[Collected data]
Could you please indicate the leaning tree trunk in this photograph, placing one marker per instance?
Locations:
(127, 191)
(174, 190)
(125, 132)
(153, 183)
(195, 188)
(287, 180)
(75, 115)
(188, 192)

#### Exercise
Transcribe all the entries, keeping each one exactly as it is.

#### Response area
Could you please indicate the leaning tree trunk in this photograph, placing one marker per instance?
Locations:
(127, 191)
(174, 190)
(125, 132)
(153, 183)
(195, 188)
(287, 180)
(75, 115)
(188, 192)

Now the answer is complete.